Give a verbatim repeat of the lines that run from the line containing "Where is the plaid" to the end of the data below.

[DATA IN THIS EXERCISE]
## begin

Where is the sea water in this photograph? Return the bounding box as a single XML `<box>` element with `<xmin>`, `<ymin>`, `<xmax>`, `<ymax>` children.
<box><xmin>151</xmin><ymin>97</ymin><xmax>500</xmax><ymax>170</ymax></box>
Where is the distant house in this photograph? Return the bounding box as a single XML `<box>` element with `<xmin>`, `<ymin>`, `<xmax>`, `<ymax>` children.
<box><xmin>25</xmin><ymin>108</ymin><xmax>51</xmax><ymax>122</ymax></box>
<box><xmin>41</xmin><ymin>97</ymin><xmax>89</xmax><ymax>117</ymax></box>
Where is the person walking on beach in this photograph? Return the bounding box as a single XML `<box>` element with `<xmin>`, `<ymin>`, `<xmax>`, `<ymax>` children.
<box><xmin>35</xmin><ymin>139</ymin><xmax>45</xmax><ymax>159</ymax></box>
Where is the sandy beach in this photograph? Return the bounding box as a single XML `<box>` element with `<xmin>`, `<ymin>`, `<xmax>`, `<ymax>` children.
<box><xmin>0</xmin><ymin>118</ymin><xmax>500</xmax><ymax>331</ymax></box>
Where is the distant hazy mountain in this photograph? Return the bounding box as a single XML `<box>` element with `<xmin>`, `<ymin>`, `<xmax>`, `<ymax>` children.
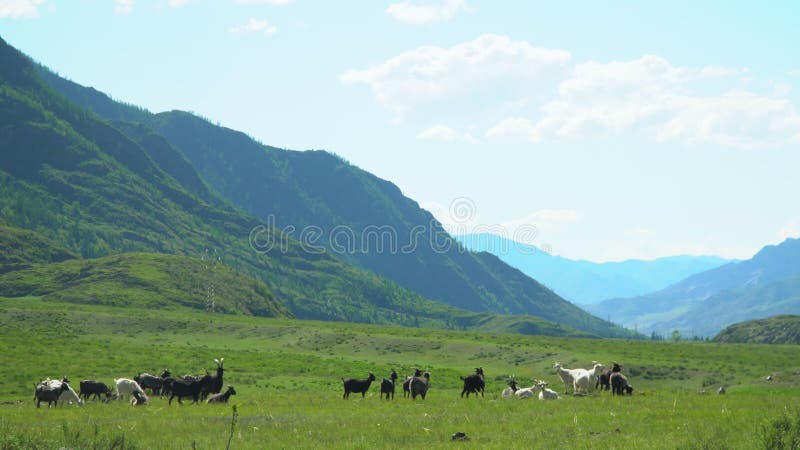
<box><xmin>0</xmin><ymin>39</ymin><xmax>633</xmax><ymax>337</ymax></box>
<box><xmin>586</xmin><ymin>239</ymin><xmax>800</xmax><ymax>336</ymax></box>
<box><xmin>39</xmin><ymin>61</ymin><xmax>633</xmax><ymax>337</ymax></box>
<box><xmin>455</xmin><ymin>234</ymin><xmax>730</xmax><ymax>304</ymax></box>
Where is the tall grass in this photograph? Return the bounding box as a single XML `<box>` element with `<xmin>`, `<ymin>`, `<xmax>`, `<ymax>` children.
<box><xmin>0</xmin><ymin>298</ymin><xmax>800</xmax><ymax>449</ymax></box>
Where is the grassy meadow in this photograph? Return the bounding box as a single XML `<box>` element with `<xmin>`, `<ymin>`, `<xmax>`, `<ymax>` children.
<box><xmin>0</xmin><ymin>297</ymin><xmax>800</xmax><ymax>449</ymax></box>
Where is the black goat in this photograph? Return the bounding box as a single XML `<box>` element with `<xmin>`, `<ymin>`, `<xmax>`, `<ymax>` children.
<box><xmin>460</xmin><ymin>367</ymin><xmax>486</xmax><ymax>398</ymax></box>
<box><xmin>342</xmin><ymin>372</ymin><xmax>375</xmax><ymax>398</ymax></box>
<box><xmin>80</xmin><ymin>380</ymin><xmax>111</xmax><ymax>401</ymax></box>
<box><xmin>206</xmin><ymin>386</ymin><xmax>236</xmax><ymax>403</ymax></box>
<box><xmin>33</xmin><ymin>377</ymin><xmax>69</xmax><ymax>408</ymax></box>
<box><xmin>201</xmin><ymin>358</ymin><xmax>225</xmax><ymax>399</ymax></box>
<box><xmin>409</xmin><ymin>372</ymin><xmax>431</xmax><ymax>400</ymax></box>
<box><xmin>594</xmin><ymin>363</ymin><xmax>622</xmax><ymax>391</ymax></box>
<box><xmin>381</xmin><ymin>370</ymin><xmax>397</xmax><ymax>400</ymax></box>
<box><xmin>403</xmin><ymin>367</ymin><xmax>422</xmax><ymax>397</ymax></box>
<box><xmin>168</xmin><ymin>375</ymin><xmax>211</xmax><ymax>405</ymax></box>
<box><xmin>611</xmin><ymin>372</ymin><xmax>633</xmax><ymax>395</ymax></box>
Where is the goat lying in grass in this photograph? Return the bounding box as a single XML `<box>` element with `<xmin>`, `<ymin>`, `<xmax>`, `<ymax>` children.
<box><xmin>409</xmin><ymin>372</ymin><xmax>431</xmax><ymax>400</ymax></box>
<box><xmin>206</xmin><ymin>386</ymin><xmax>236</xmax><ymax>403</ymax></box>
<box><xmin>342</xmin><ymin>372</ymin><xmax>375</xmax><ymax>398</ymax></box>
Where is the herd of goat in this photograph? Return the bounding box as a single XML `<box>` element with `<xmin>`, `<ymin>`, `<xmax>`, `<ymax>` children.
<box><xmin>34</xmin><ymin>358</ymin><xmax>236</xmax><ymax>408</ymax></box>
<box><xmin>34</xmin><ymin>358</ymin><xmax>633</xmax><ymax>408</ymax></box>
<box><xmin>342</xmin><ymin>362</ymin><xmax>633</xmax><ymax>400</ymax></box>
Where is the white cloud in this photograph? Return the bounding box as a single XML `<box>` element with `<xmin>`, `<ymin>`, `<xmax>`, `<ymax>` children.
<box><xmin>386</xmin><ymin>0</ymin><xmax>470</xmax><ymax>25</ymax></box>
<box><xmin>234</xmin><ymin>0</ymin><xmax>294</xmax><ymax>6</ymax></box>
<box><xmin>0</xmin><ymin>0</ymin><xmax>44</xmax><ymax>19</ymax></box>
<box><xmin>228</xmin><ymin>17</ymin><xmax>278</xmax><ymax>36</ymax></box>
<box><xmin>341</xmin><ymin>34</ymin><xmax>570</xmax><ymax>117</ymax></box>
<box><xmin>772</xmin><ymin>83</ymin><xmax>792</xmax><ymax>96</ymax></box>
<box><xmin>778</xmin><ymin>218</ymin><xmax>800</xmax><ymax>241</ymax></box>
<box><xmin>417</xmin><ymin>125</ymin><xmax>478</xmax><ymax>144</ymax></box>
<box><xmin>114</xmin><ymin>0</ymin><xmax>134</xmax><ymax>15</ymax></box>
<box><xmin>487</xmin><ymin>55</ymin><xmax>800</xmax><ymax>148</ymax></box>
<box><xmin>500</xmin><ymin>209</ymin><xmax>580</xmax><ymax>235</ymax></box>
<box><xmin>167</xmin><ymin>0</ymin><xmax>194</xmax><ymax>8</ymax></box>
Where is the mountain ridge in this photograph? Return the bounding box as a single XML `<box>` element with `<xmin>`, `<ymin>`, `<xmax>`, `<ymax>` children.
<box><xmin>0</xmin><ymin>36</ymin><xmax>632</xmax><ymax>337</ymax></box>
<box><xmin>455</xmin><ymin>234</ymin><xmax>729</xmax><ymax>305</ymax></box>
<box><xmin>32</xmin><ymin>54</ymin><xmax>636</xmax><ymax>335</ymax></box>
<box><xmin>586</xmin><ymin>238</ymin><xmax>800</xmax><ymax>336</ymax></box>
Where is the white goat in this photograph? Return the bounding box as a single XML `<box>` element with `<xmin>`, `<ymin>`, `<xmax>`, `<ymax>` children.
<box><xmin>573</xmin><ymin>362</ymin><xmax>606</xmax><ymax>393</ymax></box>
<box><xmin>39</xmin><ymin>378</ymin><xmax>83</xmax><ymax>406</ymax></box>
<box><xmin>514</xmin><ymin>382</ymin><xmax>541</xmax><ymax>399</ymax></box>
<box><xmin>536</xmin><ymin>381</ymin><xmax>561</xmax><ymax>400</ymax></box>
<box><xmin>114</xmin><ymin>378</ymin><xmax>144</xmax><ymax>400</ymax></box>
<box><xmin>553</xmin><ymin>363</ymin><xmax>584</xmax><ymax>394</ymax></box>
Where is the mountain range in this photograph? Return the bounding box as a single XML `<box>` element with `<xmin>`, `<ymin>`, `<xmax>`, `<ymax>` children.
<box><xmin>455</xmin><ymin>234</ymin><xmax>730</xmax><ymax>304</ymax></box>
<box><xmin>0</xmin><ymin>35</ymin><xmax>634</xmax><ymax>337</ymax></box>
<box><xmin>586</xmin><ymin>238</ymin><xmax>800</xmax><ymax>337</ymax></box>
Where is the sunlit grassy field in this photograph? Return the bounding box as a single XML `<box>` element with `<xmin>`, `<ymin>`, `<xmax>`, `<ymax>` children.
<box><xmin>0</xmin><ymin>298</ymin><xmax>800</xmax><ymax>449</ymax></box>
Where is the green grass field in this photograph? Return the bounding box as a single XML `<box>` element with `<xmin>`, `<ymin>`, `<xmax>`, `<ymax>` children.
<box><xmin>0</xmin><ymin>297</ymin><xmax>800</xmax><ymax>449</ymax></box>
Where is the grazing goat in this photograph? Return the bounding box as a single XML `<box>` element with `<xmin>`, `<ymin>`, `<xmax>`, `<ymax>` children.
<box><xmin>594</xmin><ymin>363</ymin><xmax>622</xmax><ymax>391</ymax></box>
<box><xmin>80</xmin><ymin>380</ymin><xmax>111</xmax><ymax>401</ymax></box>
<box><xmin>342</xmin><ymin>372</ymin><xmax>375</xmax><ymax>398</ymax></box>
<box><xmin>409</xmin><ymin>372</ymin><xmax>431</xmax><ymax>400</ymax></box>
<box><xmin>206</xmin><ymin>386</ymin><xmax>236</xmax><ymax>403</ymax></box>
<box><xmin>39</xmin><ymin>377</ymin><xmax>83</xmax><ymax>406</ymax></box>
<box><xmin>611</xmin><ymin>372</ymin><xmax>633</xmax><ymax>395</ymax></box>
<box><xmin>131</xmin><ymin>391</ymin><xmax>150</xmax><ymax>406</ymax></box>
<box><xmin>573</xmin><ymin>363</ymin><xmax>605</xmax><ymax>393</ymax></box>
<box><xmin>536</xmin><ymin>381</ymin><xmax>561</xmax><ymax>400</ymax></box>
<box><xmin>403</xmin><ymin>367</ymin><xmax>422</xmax><ymax>397</ymax></box>
<box><xmin>460</xmin><ymin>367</ymin><xmax>486</xmax><ymax>398</ymax></box>
<box><xmin>168</xmin><ymin>375</ymin><xmax>211</xmax><ymax>405</ymax></box>
<box><xmin>201</xmin><ymin>358</ymin><xmax>225</xmax><ymax>399</ymax></box>
<box><xmin>381</xmin><ymin>370</ymin><xmax>397</xmax><ymax>400</ymax></box>
<box><xmin>133</xmin><ymin>369</ymin><xmax>171</xmax><ymax>395</ymax></box>
<box><xmin>114</xmin><ymin>378</ymin><xmax>144</xmax><ymax>400</ymax></box>
<box><xmin>33</xmin><ymin>381</ymin><xmax>69</xmax><ymax>408</ymax></box>
<box><xmin>514</xmin><ymin>381</ymin><xmax>541</xmax><ymax>399</ymax></box>
<box><xmin>553</xmin><ymin>363</ymin><xmax>583</xmax><ymax>394</ymax></box>
<box><xmin>500</xmin><ymin>376</ymin><xmax>519</xmax><ymax>398</ymax></box>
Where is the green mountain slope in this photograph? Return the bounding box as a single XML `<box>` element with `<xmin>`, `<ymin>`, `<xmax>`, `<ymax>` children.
<box><xmin>714</xmin><ymin>315</ymin><xmax>800</xmax><ymax>344</ymax></box>
<box><xmin>0</xmin><ymin>253</ymin><xmax>289</xmax><ymax>317</ymax></box>
<box><xmin>0</xmin><ymin>224</ymin><xmax>76</xmax><ymax>274</ymax></box>
<box><xmin>0</xmin><ymin>35</ymin><xmax>600</xmax><ymax>335</ymax></box>
<box><xmin>36</xmin><ymin>74</ymin><xmax>631</xmax><ymax>336</ymax></box>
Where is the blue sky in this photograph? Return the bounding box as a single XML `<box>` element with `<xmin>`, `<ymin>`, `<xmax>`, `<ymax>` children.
<box><xmin>0</xmin><ymin>0</ymin><xmax>800</xmax><ymax>261</ymax></box>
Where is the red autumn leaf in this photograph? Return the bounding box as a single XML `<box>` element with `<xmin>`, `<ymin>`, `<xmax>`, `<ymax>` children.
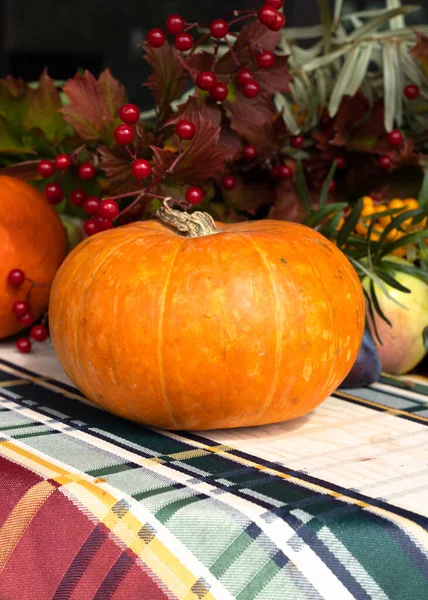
<box><xmin>61</xmin><ymin>69</ymin><xmax>125</xmax><ymax>142</ymax></box>
<box><xmin>24</xmin><ymin>69</ymin><xmax>67</xmax><ymax>144</ymax></box>
<box><xmin>152</xmin><ymin>115</ymin><xmax>228</xmax><ymax>185</ymax></box>
<box><xmin>143</xmin><ymin>42</ymin><xmax>185</xmax><ymax>112</ymax></box>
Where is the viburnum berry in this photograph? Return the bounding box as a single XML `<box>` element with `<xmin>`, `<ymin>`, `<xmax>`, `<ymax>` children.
<box><xmin>257</xmin><ymin>4</ymin><xmax>278</xmax><ymax>27</ymax></box>
<box><xmin>269</xmin><ymin>12</ymin><xmax>285</xmax><ymax>31</ymax></box>
<box><xmin>147</xmin><ymin>27</ymin><xmax>166</xmax><ymax>48</ymax></box>
<box><xmin>119</xmin><ymin>104</ymin><xmax>140</xmax><ymax>125</ymax></box>
<box><xmin>30</xmin><ymin>325</ymin><xmax>48</xmax><ymax>342</ymax></box>
<box><xmin>165</xmin><ymin>15</ymin><xmax>186</xmax><ymax>35</ymax></box>
<box><xmin>242</xmin><ymin>79</ymin><xmax>260</xmax><ymax>98</ymax></box>
<box><xmin>70</xmin><ymin>190</ymin><xmax>87</xmax><ymax>206</ymax></box>
<box><xmin>196</xmin><ymin>71</ymin><xmax>217</xmax><ymax>92</ymax></box>
<box><xmin>256</xmin><ymin>50</ymin><xmax>275</xmax><ymax>69</ymax></box>
<box><xmin>7</xmin><ymin>269</ymin><xmax>25</xmax><ymax>287</ymax></box>
<box><xmin>18</xmin><ymin>312</ymin><xmax>36</xmax><ymax>327</ymax></box>
<box><xmin>290</xmin><ymin>135</ymin><xmax>304</xmax><ymax>149</ymax></box>
<box><xmin>78</xmin><ymin>162</ymin><xmax>96</xmax><ymax>181</ymax></box>
<box><xmin>37</xmin><ymin>158</ymin><xmax>55</xmax><ymax>179</ymax></box>
<box><xmin>82</xmin><ymin>196</ymin><xmax>101</xmax><ymax>215</ymax></box>
<box><xmin>210</xmin><ymin>82</ymin><xmax>229</xmax><ymax>102</ymax></box>
<box><xmin>114</xmin><ymin>125</ymin><xmax>135</xmax><ymax>146</ymax></box>
<box><xmin>131</xmin><ymin>158</ymin><xmax>152</xmax><ymax>179</ymax></box>
<box><xmin>210</xmin><ymin>19</ymin><xmax>229</xmax><ymax>39</ymax></box>
<box><xmin>388</xmin><ymin>129</ymin><xmax>403</xmax><ymax>146</ymax></box>
<box><xmin>221</xmin><ymin>175</ymin><xmax>236</xmax><ymax>190</ymax></box>
<box><xmin>98</xmin><ymin>200</ymin><xmax>119</xmax><ymax>219</ymax></box>
<box><xmin>236</xmin><ymin>69</ymin><xmax>253</xmax><ymax>85</ymax></box>
<box><xmin>334</xmin><ymin>156</ymin><xmax>347</xmax><ymax>171</ymax></box>
<box><xmin>16</xmin><ymin>338</ymin><xmax>31</xmax><ymax>354</ymax></box>
<box><xmin>404</xmin><ymin>83</ymin><xmax>420</xmax><ymax>100</ymax></box>
<box><xmin>378</xmin><ymin>156</ymin><xmax>392</xmax><ymax>171</ymax></box>
<box><xmin>12</xmin><ymin>300</ymin><xmax>30</xmax><ymax>317</ymax></box>
<box><xmin>186</xmin><ymin>187</ymin><xmax>204</xmax><ymax>204</ymax></box>
<box><xmin>175</xmin><ymin>119</ymin><xmax>196</xmax><ymax>140</ymax></box>
<box><xmin>55</xmin><ymin>154</ymin><xmax>71</xmax><ymax>171</ymax></box>
<box><xmin>83</xmin><ymin>219</ymin><xmax>99</xmax><ymax>235</ymax></box>
<box><xmin>44</xmin><ymin>183</ymin><xmax>64</xmax><ymax>204</ymax></box>
<box><xmin>174</xmin><ymin>33</ymin><xmax>193</xmax><ymax>52</ymax></box>
<box><xmin>242</xmin><ymin>144</ymin><xmax>257</xmax><ymax>160</ymax></box>
<box><xmin>94</xmin><ymin>215</ymin><xmax>113</xmax><ymax>231</ymax></box>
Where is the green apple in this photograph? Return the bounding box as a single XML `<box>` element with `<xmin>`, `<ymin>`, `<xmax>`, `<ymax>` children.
<box><xmin>363</xmin><ymin>256</ymin><xmax>428</xmax><ymax>375</ymax></box>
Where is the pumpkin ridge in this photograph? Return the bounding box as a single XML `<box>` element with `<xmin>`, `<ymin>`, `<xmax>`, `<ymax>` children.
<box><xmin>157</xmin><ymin>238</ymin><xmax>188</xmax><ymax>429</ymax></box>
<box><xmin>240</xmin><ymin>232</ymin><xmax>282</xmax><ymax>425</ymax></box>
<box><xmin>74</xmin><ymin>236</ymin><xmax>138</xmax><ymax>406</ymax></box>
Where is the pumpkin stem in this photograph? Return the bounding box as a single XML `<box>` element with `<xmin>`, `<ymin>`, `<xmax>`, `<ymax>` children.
<box><xmin>156</xmin><ymin>198</ymin><xmax>218</xmax><ymax>237</ymax></box>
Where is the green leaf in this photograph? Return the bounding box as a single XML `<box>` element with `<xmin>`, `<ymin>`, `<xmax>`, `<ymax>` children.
<box><xmin>320</xmin><ymin>161</ymin><xmax>336</xmax><ymax>208</ymax></box>
<box><xmin>304</xmin><ymin>202</ymin><xmax>348</xmax><ymax>227</ymax></box>
<box><xmin>337</xmin><ymin>198</ymin><xmax>363</xmax><ymax>248</ymax></box>
<box><xmin>296</xmin><ymin>160</ymin><xmax>312</xmax><ymax>215</ymax></box>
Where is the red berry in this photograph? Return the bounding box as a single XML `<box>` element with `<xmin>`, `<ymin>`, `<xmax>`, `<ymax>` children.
<box><xmin>242</xmin><ymin>79</ymin><xmax>260</xmax><ymax>98</ymax></box>
<box><xmin>12</xmin><ymin>300</ymin><xmax>30</xmax><ymax>317</ymax></box>
<box><xmin>186</xmin><ymin>187</ymin><xmax>204</xmax><ymax>204</ymax></box>
<box><xmin>44</xmin><ymin>183</ymin><xmax>64</xmax><ymax>204</ymax></box>
<box><xmin>98</xmin><ymin>200</ymin><xmax>119</xmax><ymax>219</ymax></box>
<box><xmin>30</xmin><ymin>325</ymin><xmax>48</xmax><ymax>342</ymax></box>
<box><xmin>290</xmin><ymin>135</ymin><xmax>304</xmax><ymax>148</ymax></box>
<box><xmin>269</xmin><ymin>13</ymin><xmax>285</xmax><ymax>31</ymax></box>
<box><xmin>174</xmin><ymin>33</ymin><xmax>193</xmax><ymax>52</ymax></box>
<box><xmin>70</xmin><ymin>190</ymin><xmax>86</xmax><ymax>206</ymax></box>
<box><xmin>131</xmin><ymin>158</ymin><xmax>152</xmax><ymax>179</ymax></box>
<box><xmin>37</xmin><ymin>159</ymin><xmax>55</xmax><ymax>179</ymax></box>
<box><xmin>16</xmin><ymin>338</ymin><xmax>31</xmax><ymax>354</ymax></box>
<box><xmin>7</xmin><ymin>269</ymin><xmax>25</xmax><ymax>286</ymax></box>
<box><xmin>236</xmin><ymin>69</ymin><xmax>253</xmax><ymax>85</ymax></box>
<box><xmin>196</xmin><ymin>71</ymin><xmax>217</xmax><ymax>91</ymax></box>
<box><xmin>388</xmin><ymin>129</ymin><xmax>403</xmax><ymax>146</ymax></box>
<box><xmin>83</xmin><ymin>219</ymin><xmax>99</xmax><ymax>235</ymax></box>
<box><xmin>404</xmin><ymin>83</ymin><xmax>420</xmax><ymax>100</ymax></box>
<box><xmin>378</xmin><ymin>156</ymin><xmax>391</xmax><ymax>171</ymax></box>
<box><xmin>175</xmin><ymin>119</ymin><xmax>195</xmax><ymax>140</ymax></box>
<box><xmin>78</xmin><ymin>163</ymin><xmax>96</xmax><ymax>181</ymax></box>
<box><xmin>334</xmin><ymin>156</ymin><xmax>347</xmax><ymax>171</ymax></box>
<box><xmin>55</xmin><ymin>154</ymin><xmax>71</xmax><ymax>171</ymax></box>
<box><xmin>210</xmin><ymin>83</ymin><xmax>229</xmax><ymax>102</ymax></box>
<box><xmin>147</xmin><ymin>27</ymin><xmax>166</xmax><ymax>48</ymax></box>
<box><xmin>166</xmin><ymin>15</ymin><xmax>186</xmax><ymax>35</ymax></box>
<box><xmin>94</xmin><ymin>215</ymin><xmax>113</xmax><ymax>231</ymax></box>
<box><xmin>210</xmin><ymin>19</ymin><xmax>229</xmax><ymax>39</ymax></box>
<box><xmin>242</xmin><ymin>144</ymin><xmax>257</xmax><ymax>160</ymax></box>
<box><xmin>114</xmin><ymin>125</ymin><xmax>135</xmax><ymax>146</ymax></box>
<box><xmin>119</xmin><ymin>104</ymin><xmax>140</xmax><ymax>125</ymax></box>
<box><xmin>221</xmin><ymin>175</ymin><xmax>236</xmax><ymax>190</ymax></box>
<box><xmin>257</xmin><ymin>50</ymin><xmax>275</xmax><ymax>69</ymax></box>
<box><xmin>257</xmin><ymin>4</ymin><xmax>278</xmax><ymax>27</ymax></box>
<box><xmin>83</xmin><ymin>196</ymin><xmax>101</xmax><ymax>215</ymax></box>
<box><xmin>18</xmin><ymin>312</ymin><xmax>36</xmax><ymax>327</ymax></box>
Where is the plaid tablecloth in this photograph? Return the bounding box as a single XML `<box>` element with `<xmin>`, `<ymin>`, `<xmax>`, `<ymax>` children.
<box><xmin>0</xmin><ymin>344</ymin><xmax>428</xmax><ymax>600</ymax></box>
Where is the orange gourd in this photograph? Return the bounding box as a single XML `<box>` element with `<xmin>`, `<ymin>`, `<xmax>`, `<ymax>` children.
<box><xmin>0</xmin><ymin>175</ymin><xmax>66</xmax><ymax>339</ymax></box>
<box><xmin>49</xmin><ymin>209</ymin><xmax>364</xmax><ymax>430</ymax></box>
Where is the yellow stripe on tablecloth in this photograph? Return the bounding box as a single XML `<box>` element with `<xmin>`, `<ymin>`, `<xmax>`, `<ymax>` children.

## end

[TASK OUTPUT]
Where is the plaid tablecloth in this photograph? Return the bounding box as a single XML `<box>` element with `<xmin>`, `<ymin>`, `<xmax>`, `<ymax>` children.
<box><xmin>0</xmin><ymin>344</ymin><xmax>428</xmax><ymax>600</ymax></box>
Where is the orange gourd in this photograph? Return the bounding box as a single XML `<box>` element with `<xmin>`, `<ymin>`, `<xmax>`, `<ymax>` children.
<box><xmin>0</xmin><ymin>175</ymin><xmax>66</xmax><ymax>339</ymax></box>
<box><xmin>49</xmin><ymin>209</ymin><xmax>364</xmax><ymax>430</ymax></box>
Where is the yellow stripe on tablecloth in this photograph? Return the bounding box as a single XML `<box>` element with `<xmin>`, `<ymin>`, `<xmax>`, `<ymax>` children.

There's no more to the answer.